▼
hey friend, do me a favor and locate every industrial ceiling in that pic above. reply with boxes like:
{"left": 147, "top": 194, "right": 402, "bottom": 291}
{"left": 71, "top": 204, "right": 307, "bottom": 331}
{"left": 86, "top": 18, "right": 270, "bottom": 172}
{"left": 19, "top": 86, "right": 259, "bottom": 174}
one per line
▲
## WHAT THE TASK REQUIRES
The whole of the material above should be given again exactly.

## RESULT OF THE TASK
hey friend, do me a favor and locate every industrial ceiling in that pic above. reply with boxes like:
{"left": 147, "top": 194, "right": 402, "bottom": 291}
{"left": 71, "top": 204, "right": 307, "bottom": 331}
{"left": 86, "top": 18, "right": 270, "bottom": 172}
{"left": 19, "top": 86, "right": 259, "bottom": 174}
one per line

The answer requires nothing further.